What to work on: For this exercise, output the line holding "Query: white horse figure" and all subsequent lines of the entries below, unchanged, up to and including the last.

Stored dataset items:
━━━━━━━━━━━━━━━━
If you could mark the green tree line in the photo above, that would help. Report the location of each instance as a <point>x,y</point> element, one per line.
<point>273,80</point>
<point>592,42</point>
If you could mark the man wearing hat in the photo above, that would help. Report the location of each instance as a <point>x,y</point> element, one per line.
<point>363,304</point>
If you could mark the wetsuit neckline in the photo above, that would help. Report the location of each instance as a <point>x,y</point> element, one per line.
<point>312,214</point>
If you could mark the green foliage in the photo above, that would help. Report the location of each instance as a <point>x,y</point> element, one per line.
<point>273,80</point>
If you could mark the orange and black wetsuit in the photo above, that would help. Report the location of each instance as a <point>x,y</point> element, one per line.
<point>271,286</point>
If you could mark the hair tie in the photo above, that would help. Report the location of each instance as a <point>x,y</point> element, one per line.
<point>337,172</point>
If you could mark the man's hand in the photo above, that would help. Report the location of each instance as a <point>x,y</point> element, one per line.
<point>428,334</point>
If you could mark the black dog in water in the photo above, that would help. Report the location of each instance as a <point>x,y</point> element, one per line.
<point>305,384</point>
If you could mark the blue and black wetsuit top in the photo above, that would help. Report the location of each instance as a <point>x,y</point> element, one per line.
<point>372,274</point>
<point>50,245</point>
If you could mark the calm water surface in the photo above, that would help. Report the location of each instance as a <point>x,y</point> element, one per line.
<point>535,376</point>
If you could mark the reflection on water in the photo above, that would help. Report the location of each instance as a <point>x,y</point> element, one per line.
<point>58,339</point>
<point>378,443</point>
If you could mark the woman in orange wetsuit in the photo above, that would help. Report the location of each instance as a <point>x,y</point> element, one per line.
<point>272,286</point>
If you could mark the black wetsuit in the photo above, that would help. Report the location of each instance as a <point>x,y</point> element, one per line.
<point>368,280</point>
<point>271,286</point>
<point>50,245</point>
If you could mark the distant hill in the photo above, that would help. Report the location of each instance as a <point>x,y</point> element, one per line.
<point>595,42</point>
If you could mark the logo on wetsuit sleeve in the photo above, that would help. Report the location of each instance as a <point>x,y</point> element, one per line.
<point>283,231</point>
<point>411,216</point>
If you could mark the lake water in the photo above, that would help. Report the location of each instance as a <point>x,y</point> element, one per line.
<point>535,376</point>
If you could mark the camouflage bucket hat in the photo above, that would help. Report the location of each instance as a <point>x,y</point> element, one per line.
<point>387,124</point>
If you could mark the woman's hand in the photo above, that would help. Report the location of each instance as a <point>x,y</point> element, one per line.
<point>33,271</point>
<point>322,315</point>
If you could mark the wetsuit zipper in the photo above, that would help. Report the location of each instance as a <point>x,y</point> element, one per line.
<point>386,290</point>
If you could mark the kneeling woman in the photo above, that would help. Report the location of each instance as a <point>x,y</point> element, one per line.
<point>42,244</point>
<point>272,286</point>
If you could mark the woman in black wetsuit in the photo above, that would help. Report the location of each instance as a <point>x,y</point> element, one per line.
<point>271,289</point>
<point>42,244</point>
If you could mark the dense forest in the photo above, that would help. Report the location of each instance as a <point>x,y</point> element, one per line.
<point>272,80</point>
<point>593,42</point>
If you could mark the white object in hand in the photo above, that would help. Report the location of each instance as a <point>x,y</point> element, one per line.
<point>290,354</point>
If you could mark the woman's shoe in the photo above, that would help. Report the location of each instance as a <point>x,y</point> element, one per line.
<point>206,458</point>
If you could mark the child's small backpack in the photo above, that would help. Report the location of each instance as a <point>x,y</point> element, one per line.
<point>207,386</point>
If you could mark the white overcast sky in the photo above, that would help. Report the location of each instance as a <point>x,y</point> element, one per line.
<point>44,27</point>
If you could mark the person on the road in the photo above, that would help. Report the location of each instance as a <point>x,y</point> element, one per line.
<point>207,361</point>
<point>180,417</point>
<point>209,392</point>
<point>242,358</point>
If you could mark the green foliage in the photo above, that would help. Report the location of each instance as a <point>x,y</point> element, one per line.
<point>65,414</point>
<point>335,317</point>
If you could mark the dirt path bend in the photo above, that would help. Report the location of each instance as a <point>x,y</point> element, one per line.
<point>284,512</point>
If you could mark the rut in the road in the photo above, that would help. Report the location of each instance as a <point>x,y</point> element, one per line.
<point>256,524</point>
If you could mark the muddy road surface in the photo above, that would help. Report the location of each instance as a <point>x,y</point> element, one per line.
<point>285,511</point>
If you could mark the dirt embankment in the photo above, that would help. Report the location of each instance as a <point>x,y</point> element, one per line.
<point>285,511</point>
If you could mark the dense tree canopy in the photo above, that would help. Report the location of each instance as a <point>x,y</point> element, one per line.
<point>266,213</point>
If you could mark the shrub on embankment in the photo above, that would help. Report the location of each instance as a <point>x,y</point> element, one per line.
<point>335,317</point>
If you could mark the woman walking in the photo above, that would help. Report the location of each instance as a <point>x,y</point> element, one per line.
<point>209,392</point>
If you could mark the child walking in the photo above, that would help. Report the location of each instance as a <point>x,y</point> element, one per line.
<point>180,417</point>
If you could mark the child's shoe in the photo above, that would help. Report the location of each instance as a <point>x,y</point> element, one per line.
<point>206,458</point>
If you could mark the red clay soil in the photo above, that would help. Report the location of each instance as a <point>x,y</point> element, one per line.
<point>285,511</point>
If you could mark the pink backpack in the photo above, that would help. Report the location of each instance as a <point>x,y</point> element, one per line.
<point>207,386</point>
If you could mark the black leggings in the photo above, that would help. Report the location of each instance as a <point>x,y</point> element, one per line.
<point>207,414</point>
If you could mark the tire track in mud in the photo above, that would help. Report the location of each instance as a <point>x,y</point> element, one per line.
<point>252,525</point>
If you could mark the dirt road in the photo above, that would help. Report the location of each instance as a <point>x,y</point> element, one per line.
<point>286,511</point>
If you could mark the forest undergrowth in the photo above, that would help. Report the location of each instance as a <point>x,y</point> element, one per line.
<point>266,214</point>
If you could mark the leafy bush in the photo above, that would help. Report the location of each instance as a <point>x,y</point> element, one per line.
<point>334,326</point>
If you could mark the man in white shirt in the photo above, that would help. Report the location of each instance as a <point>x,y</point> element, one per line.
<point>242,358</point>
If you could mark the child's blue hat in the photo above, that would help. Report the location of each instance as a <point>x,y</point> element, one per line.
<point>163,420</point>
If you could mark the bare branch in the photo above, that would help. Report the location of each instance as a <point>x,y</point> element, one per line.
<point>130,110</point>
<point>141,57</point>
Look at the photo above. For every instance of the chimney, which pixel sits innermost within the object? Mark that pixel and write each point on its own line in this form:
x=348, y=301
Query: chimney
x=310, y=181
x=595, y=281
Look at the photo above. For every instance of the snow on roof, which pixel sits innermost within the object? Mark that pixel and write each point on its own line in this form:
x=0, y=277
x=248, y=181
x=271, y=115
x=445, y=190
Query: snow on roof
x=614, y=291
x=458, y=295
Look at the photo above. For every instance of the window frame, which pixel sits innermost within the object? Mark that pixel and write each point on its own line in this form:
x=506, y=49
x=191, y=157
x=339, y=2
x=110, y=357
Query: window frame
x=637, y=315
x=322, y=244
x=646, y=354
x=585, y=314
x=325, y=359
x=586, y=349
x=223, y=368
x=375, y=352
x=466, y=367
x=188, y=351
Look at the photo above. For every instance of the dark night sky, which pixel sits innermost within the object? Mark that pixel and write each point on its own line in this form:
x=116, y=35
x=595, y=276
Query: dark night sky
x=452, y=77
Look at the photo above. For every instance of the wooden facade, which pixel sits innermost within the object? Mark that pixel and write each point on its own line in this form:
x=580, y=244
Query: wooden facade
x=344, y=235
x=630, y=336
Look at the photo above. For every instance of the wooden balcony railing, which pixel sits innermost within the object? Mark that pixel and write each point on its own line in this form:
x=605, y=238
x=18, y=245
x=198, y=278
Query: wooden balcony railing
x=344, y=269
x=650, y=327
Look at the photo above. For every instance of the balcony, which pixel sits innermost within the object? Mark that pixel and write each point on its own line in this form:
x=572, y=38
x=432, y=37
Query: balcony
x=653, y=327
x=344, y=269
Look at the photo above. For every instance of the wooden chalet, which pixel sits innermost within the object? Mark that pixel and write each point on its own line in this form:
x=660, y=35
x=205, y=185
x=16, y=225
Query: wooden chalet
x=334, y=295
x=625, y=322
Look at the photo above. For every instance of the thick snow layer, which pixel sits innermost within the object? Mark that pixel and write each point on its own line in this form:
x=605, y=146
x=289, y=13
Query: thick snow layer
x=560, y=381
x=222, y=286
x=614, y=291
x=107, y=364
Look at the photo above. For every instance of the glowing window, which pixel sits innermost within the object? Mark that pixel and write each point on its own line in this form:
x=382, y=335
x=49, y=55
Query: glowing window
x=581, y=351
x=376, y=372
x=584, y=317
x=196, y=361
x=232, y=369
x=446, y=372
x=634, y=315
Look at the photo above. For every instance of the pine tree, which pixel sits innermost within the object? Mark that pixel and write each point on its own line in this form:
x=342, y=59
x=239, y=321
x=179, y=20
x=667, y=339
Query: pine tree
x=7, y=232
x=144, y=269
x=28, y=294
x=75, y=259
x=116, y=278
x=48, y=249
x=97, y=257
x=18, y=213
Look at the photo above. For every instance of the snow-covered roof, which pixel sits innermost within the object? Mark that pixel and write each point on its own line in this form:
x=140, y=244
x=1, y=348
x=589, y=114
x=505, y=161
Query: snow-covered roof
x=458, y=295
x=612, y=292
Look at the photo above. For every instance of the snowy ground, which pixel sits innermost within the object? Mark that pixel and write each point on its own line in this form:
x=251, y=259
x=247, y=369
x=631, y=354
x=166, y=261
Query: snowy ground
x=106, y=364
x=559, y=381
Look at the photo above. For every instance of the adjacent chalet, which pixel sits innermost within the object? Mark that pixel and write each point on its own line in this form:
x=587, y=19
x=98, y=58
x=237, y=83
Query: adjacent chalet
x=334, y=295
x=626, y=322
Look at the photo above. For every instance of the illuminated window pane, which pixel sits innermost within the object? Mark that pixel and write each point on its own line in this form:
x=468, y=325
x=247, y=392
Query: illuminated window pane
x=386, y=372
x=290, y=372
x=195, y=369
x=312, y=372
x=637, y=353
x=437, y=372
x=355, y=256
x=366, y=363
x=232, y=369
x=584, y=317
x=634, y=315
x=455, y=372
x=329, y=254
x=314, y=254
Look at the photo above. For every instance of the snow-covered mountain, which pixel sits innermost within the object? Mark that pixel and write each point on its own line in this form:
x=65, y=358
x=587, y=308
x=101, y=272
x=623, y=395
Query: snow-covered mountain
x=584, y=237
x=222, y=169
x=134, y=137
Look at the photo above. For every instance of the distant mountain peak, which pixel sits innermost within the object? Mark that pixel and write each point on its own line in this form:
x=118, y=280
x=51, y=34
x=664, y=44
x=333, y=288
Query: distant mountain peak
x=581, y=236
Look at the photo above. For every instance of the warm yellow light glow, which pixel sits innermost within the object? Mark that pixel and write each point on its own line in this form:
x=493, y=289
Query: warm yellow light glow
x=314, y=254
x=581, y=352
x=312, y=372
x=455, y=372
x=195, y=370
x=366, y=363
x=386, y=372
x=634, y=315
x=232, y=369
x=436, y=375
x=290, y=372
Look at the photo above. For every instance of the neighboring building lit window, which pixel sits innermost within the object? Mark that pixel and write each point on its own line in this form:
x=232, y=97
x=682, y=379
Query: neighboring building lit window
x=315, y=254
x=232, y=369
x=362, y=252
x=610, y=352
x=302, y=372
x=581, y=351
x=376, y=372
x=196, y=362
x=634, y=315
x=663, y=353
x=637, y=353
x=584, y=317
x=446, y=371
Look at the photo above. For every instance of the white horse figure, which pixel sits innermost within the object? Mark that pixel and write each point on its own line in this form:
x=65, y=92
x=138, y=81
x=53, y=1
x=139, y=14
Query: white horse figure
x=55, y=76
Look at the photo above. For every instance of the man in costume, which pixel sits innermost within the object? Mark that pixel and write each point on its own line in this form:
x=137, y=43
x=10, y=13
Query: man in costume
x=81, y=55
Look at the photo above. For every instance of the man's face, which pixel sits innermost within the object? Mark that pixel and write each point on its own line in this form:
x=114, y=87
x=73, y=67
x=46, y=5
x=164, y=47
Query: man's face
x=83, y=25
━━━━━━━━━━━━━━━━
Solution to the exercise:
Query: white horse figure
x=55, y=76
Look at the photo above. For every instance of the man in costume, which pixel sits innermost within the object? Mark that pixel and write each point on its own line in this form:
x=137, y=43
x=10, y=13
Query: man in costume
x=81, y=55
Look at the photo above. For every instance of the man's face, which pixel sits innermost within the object? Mark that pixel and write each point on its own line in this form:
x=114, y=87
x=73, y=67
x=46, y=5
x=164, y=47
Query: man's face
x=83, y=25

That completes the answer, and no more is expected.